**Source text**.
= = = = =
Home of the Etruscans


It is equally difficult to determine from what quarter the Etruscans
migrated into Italy; nor is much lost through our inability to
answer the question, for this migration belonged at any rate to
the infancy of the people, and their historical development began
and ended in Italy. No question, however, has been handled with
greater zeal than this, in accordance with the principle which induces
antiquaries especially to inquire into what is neither capable of
being known nor worth the knowing--to inquire "who was Hecuba's
mother," as the emperor Tiberius professed to do. As the oldest
and most important Etruscan towns lay far inland--in fact we find
not a single Etruscan town of any note immediately on the coast
except Populonia, which we know for certain was not one of the old
twelve cities-- and the movement of the Etruscans in historical
times was from north to south, it seems probable that they migrated
into the peninsula by land. Indeed the low stage of civilization,
in which we find them at first, would ill accord with the hypothesis
of immigration by sea. Nations even in the earliest times crossed
a strait as they would a stream; but to land on the west coast of
Italy was a very different matter. We must therefore seek for the
earlier home of the Etruscans to the west or north of Italy. It is
not wholly improbable that the Etruscans may have come into Italy
over the Raetian Alps; for the oldest traceable settlers in the
Grisons and Tyrol, the Raeti, spoke Etruscan down to historical
times, and their name sounds similar to that of the Ras. These
may no doubt have been a remnant of the Etruscan settlements on
the Po; but it is at least quite as likely that they may have been
a portion of the people which remained behind in its earlier abode.
= = = = =
**Tasks and exercises**.
1. Answer these questions about the passage on the Etruscans' origins:
(a) Which Etruscan town of note lay immediately on the coast?
(b) Which emperor professed to inquire "who was Hecuba's mother"?
(c) What language did the Raeti speak down to historical times?
2. Write the next part of the passage on the Etruscans' earlier home, starting after its final sentence.
= = = = =
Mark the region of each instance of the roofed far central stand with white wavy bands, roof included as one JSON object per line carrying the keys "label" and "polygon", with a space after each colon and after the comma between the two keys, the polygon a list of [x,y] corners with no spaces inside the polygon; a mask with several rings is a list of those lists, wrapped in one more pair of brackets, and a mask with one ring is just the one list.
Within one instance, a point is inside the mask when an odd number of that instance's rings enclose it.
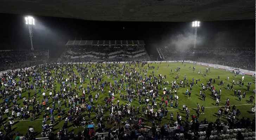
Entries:
{"label": "roofed far central stand with white wavy bands, roof included", "polygon": [[[84,45],[82,45],[81,42]],[[89,45],[87,42],[91,42],[92,44],[89,43]],[[134,44],[134,42],[137,42],[137,44]],[[139,42],[141,42],[141,44],[139,44]],[[66,62],[149,60],[144,41],[81,40],[68,41],[66,46],[66,51],[60,56],[61,60]],[[102,47],[104,47],[104,49],[102,49]]]}

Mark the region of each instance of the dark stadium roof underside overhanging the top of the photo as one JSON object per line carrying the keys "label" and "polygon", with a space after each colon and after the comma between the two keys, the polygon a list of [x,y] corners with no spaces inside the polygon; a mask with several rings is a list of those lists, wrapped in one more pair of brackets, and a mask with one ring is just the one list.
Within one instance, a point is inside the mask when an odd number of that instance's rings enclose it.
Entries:
{"label": "dark stadium roof underside overhanging the top of the photo", "polygon": [[0,13],[98,21],[255,19],[254,0],[2,0]]}

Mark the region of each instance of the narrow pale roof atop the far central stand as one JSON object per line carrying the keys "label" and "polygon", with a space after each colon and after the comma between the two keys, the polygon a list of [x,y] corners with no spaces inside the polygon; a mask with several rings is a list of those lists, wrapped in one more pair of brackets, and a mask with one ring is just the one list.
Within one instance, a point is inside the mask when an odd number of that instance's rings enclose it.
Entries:
{"label": "narrow pale roof atop the far central stand", "polygon": [[66,45],[145,45],[143,40],[69,40]]}

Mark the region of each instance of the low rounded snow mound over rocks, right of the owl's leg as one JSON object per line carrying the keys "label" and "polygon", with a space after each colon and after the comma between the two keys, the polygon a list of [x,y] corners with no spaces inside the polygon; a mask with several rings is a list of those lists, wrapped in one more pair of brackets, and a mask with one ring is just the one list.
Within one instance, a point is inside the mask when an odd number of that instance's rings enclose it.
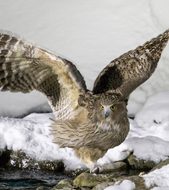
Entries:
{"label": "low rounded snow mound over rocks, right of the owl's leg", "polygon": [[132,137],[126,139],[121,145],[109,149],[103,158],[100,158],[97,163],[104,165],[124,160],[130,153],[143,160],[151,160],[156,163],[165,160],[169,157],[169,142],[158,137]]}

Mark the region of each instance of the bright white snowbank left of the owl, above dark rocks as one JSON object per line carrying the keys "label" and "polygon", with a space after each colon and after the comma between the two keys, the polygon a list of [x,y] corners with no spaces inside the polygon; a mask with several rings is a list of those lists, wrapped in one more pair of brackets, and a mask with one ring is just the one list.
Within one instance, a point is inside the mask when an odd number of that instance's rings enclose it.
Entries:
{"label": "bright white snowbank left of the owl, above dark rocks", "polygon": [[31,114],[24,119],[0,118],[0,149],[22,150],[36,160],[63,160],[66,170],[84,165],[70,148],[52,142],[52,114]]}

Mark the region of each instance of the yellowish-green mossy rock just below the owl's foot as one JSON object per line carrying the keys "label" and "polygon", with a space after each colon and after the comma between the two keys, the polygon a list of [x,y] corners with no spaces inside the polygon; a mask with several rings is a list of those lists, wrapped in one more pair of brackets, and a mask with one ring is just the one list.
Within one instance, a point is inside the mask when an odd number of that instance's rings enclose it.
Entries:
{"label": "yellowish-green mossy rock just below the owl's foot", "polygon": [[81,173],[77,176],[73,185],[75,187],[94,187],[99,183],[108,182],[113,180],[113,175],[111,174],[91,174],[91,173]]}

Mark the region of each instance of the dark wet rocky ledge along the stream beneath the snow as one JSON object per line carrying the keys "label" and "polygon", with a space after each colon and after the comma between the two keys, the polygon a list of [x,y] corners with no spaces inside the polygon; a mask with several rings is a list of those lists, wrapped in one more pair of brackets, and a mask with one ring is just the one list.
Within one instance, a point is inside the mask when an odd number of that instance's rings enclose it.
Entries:
{"label": "dark wet rocky ledge along the stream beneath the snow", "polygon": [[[0,168],[54,171],[71,176],[69,179],[61,180],[51,188],[53,190],[103,190],[108,186],[120,184],[124,180],[133,182],[134,189],[146,190],[150,187],[145,185],[143,176],[168,164],[169,159],[157,164],[153,161],[140,160],[135,155],[130,154],[123,161],[105,165],[102,172],[96,175],[89,173],[87,169],[67,172],[62,161],[36,161],[21,151],[6,150],[0,152]],[[37,188],[37,190],[40,189],[46,188],[42,186]]]}

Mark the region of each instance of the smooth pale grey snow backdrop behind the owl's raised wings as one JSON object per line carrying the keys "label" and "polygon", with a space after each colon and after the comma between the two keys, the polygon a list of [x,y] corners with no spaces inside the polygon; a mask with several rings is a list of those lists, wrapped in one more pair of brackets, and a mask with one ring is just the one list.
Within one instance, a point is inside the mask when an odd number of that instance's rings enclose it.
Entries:
{"label": "smooth pale grey snow backdrop behind the owl's raised wings", "polygon": [[[92,89],[112,59],[169,28],[168,6],[168,0],[17,0],[15,4],[0,0],[0,23],[1,29],[73,61]],[[169,46],[153,76],[130,96],[129,114],[135,114],[150,95],[168,89],[168,50]],[[39,110],[50,110],[40,93],[0,92],[1,116]]]}

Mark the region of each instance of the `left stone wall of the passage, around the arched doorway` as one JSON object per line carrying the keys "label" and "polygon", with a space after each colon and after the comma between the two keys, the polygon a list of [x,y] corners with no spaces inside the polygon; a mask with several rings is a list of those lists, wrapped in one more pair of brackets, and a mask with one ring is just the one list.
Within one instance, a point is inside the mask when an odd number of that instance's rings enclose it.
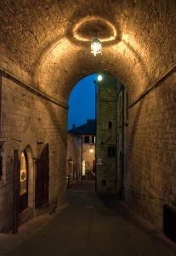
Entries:
{"label": "left stone wall of the passage, around the arched doorway", "polygon": [[48,143],[49,203],[60,205],[65,201],[67,109],[17,81],[13,77],[2,76],[0,231],[4,232],[12,227],[14,149],[19,150],[20,157],[29,146],[35,159]]}

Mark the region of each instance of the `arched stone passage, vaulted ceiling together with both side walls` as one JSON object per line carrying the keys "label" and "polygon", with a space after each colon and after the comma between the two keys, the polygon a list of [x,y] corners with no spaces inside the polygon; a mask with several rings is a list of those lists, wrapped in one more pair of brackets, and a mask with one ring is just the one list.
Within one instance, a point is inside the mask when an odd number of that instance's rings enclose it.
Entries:
{"label": "arched stone passage, vaulted ceiling together with both side walls", "polygon": [[[175,204],[175,1],[1,1],[3,143],[1,225],[9,225],[14,148],[31,125],[37,152],[49,143],[51,197],[65,199],[67,102],[79,79],[99,71],[128,90],[125,200],[162,229]],[[15,14],[15,15],[14,15]],[[94,30],[103,54],[90,53]],[[9,186],[7,186],[7,184]],[[3,203],[2,203],[3,206]]]}

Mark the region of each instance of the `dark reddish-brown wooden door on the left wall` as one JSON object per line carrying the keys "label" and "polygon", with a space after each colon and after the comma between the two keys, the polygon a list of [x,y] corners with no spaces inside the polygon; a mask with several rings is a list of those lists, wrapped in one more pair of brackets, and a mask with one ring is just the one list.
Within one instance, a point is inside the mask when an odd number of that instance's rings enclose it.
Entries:
{"label": "dark reddish-brown wooden door on the left wall", "polygon": [[48,204],[48,145],[43,149],[40,158],[36,163],[36,208],[42,208],[43,205]]}

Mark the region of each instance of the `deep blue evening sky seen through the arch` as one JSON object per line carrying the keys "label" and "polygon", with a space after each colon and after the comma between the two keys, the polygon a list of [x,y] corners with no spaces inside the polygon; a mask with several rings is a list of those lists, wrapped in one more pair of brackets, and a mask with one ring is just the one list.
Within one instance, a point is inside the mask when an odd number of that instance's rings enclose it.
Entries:
{"label": "deep blue evening sky seen through the arch", "polygon": [[90,75],[80,80],[69,98],[68,130],[72,124],[76,126],[85,124],[87,119],[95,118],[95,84],[97,75]]}

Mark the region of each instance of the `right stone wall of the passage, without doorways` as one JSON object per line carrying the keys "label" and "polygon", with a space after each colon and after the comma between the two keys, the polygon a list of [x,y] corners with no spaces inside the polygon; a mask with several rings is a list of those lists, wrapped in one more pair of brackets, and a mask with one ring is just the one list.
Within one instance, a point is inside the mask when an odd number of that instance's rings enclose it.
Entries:
{"label": "right stone wall of the passage, without doorways", "polygon": [[163,205],[176,211],[176,73],[129,108],[125,126],[125,201],[162,230]]}

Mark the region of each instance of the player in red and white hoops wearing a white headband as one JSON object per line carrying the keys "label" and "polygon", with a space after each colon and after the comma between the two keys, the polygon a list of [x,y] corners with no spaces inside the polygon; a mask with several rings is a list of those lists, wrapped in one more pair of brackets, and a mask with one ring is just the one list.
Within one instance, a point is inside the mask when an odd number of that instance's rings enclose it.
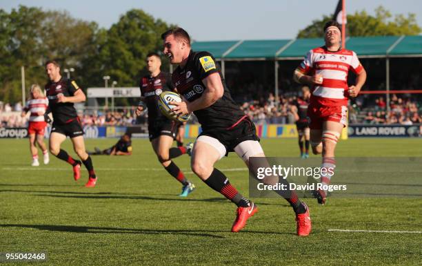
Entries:
{"label": "player in red and white hoops wearing a white headband", "polygon": [[[356,97],[366,80],[366,72],[356,53],[341,48],[339,23],[325,23],[325,46],[308,52],[305,60],[294,70],[294,79],[312,88],[308,117],[310,144],[314,154],[322,153],[322,166],[334,169],[334,149],[348,120],[348,98]],[[348,86],[348,73],[356,74],[356,84]],[[331,175],[321,177],[330,184]],[[314,191],[320,204],[325,204],[328,191]]]}

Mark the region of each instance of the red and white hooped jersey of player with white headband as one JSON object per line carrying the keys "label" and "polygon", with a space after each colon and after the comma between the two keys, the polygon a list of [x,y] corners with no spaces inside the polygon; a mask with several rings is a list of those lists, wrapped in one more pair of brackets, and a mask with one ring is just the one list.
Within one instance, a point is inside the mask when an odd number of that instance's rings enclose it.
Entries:
{"label": "red and white hooped jersey of player with white headband", "polygon": [[330,52],[324,47],[310,50],[298,68],[305,75],[322,75],[323,83],[312,88],[312,103],[323,106],[348,104],[348,73],[359,74],[363,66],[356,53],[341,49]]}

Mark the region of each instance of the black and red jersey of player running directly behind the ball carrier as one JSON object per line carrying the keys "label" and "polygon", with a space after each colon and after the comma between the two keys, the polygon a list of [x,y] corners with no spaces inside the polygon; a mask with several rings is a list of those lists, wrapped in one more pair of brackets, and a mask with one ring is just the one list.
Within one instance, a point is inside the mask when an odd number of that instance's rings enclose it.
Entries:
{"label": "black and red jersey of player running directly behind the ball carrier", "polygon": [[174,91],[172,79],[169,73],[160,72],[157,77],[146,75],[141,78],[139,84],[141,96],[145,97],[145,103],[148,107],[148,123],[151,124],[157,120],[169,120],[159,109],[159,95],[163,91]]}

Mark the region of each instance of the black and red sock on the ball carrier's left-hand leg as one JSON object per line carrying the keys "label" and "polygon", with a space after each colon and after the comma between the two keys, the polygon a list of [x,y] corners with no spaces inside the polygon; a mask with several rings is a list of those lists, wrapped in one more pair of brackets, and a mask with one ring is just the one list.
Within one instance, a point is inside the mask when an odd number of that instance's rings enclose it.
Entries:
{"label": "black and red sock on the ball carrier's left-hand leg", "polygon": [[208,184],[208,187],[223,194],[225,198],[231,200],[235,205],[237,205],[237,207],[250,206],[250,200],[244,198],[241,193],[239,193],[237,189],[230,184],[228,178],[226,178],[225,175],[218,169],[214,168],[210,177],[204,182],[205,184]]}

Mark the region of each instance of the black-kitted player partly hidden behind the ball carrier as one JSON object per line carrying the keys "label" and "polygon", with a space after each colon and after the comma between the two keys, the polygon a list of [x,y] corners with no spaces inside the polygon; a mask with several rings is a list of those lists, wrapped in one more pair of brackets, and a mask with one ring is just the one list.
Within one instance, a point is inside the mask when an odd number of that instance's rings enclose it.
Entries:
{"label": "black-kitted player partly hidden behind the ball carrier", "polygon": [[143,102],[148,108],[148,133],[152,149],[157,154],[159,162],[164,169],[182,184],[182,191],[179,196],[185,197],[194,191],[194,184],[190,182],[183,172],[172,161],[185,153],[190,153],[190,146],[179,146],[172,148],[177,122],[165,117],[159,110],[159,95],[163,91],[173,91],[174,86],[170,74],[161,71],[161,59],[157,53],[150,53],[146,59],[149,75],[141,78],[141,102],[136,114],[141,115]]}

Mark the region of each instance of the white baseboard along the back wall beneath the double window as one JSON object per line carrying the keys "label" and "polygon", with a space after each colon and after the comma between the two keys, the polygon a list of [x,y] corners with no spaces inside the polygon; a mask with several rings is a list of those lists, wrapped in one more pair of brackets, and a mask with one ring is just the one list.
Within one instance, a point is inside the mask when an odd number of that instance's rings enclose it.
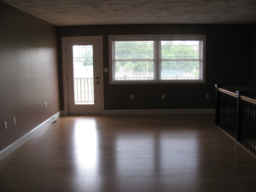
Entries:
{"label": "white baseboard along the back wall beneath the double window", "polygon": [[200,114],[215,113],[215,109],[134,109],[104,110],[102,114]]}

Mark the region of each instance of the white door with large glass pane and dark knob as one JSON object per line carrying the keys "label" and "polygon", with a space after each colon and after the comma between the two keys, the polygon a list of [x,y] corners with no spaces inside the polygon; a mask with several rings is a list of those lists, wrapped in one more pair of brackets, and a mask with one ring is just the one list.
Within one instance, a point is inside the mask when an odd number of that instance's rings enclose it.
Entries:
{"label": "white door with large glass pane and dark knob", "polygon": [[100,114],[98,40],[67,41],[69,114]]}

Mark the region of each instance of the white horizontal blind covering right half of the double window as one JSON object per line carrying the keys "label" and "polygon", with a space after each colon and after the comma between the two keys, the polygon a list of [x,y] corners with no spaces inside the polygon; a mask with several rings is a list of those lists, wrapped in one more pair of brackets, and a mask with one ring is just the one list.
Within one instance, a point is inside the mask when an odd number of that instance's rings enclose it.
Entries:
{"label": "white horizontal blind covering right half of the double window", "polygon": [[200,44],[201,41],[161,41],[161,80],[200,80]]}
= = = = =
**List of answers**.
1.
(a) Populonia
(b) Tiberius
(c) Etruscan

2.
Story of Their Lydian Origin


In glaring contradiction to this simple and natural view stands
the story that the Etruscans were Lydians who had emigrated from
Asia. It is very ancient: it occurs even in Herodotus; and it
reappears in later writers with innumerable changes and additions,
although several intelligent inquirers, such as Dionysius, emphatically
declared their disbelief in it, and pointed to the fact that there
was not the slightest apparent similarity between the Lydians and
Etruscans in religion, laws, manners, or language. It is possible
that an isolated band of pirates from Asia Minor may have reached
Etruria, and that their adventure may have given rise to such tales;
but more probably the whole story rests on a mere verbal mistake.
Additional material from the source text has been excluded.